● WORK TO COMPLETE:
Rewrite every line of the records below, requests included, scaling each point coordinate in the answers by 1.35 and rounding to the nearest whole number with halves rounded up. Leave the numbers in the requests and their format samples unchanged.

● RECORDS TO USE:
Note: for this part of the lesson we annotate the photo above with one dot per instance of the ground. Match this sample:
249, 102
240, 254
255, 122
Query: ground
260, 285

● FINAL RESULT:
Note: for this part of the lesson we annotate the photo above with one dot per instance of the ground. Match this sample:
249, 102
240, 254
255, 122
Query: ground
351, 385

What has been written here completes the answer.